Edit the listing by replacing "underwater rock" with "submerged stone" and leaving every other word as it is.

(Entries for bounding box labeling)
▽
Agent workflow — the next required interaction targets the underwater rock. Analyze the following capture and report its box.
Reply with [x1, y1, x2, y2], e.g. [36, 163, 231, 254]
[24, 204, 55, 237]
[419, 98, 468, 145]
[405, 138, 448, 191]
△
WRITTEN RESPONSE:
Agent workflow — the next required interaction targets the submerged stone. Analyze the following capture and report its box.
Reply with [x1, y1, x2, y2], e.g. [36, 163, 231, 254]
[24, 204, 55, 237]
[419, 98, 468, 145]
[405, 138, 448, 191]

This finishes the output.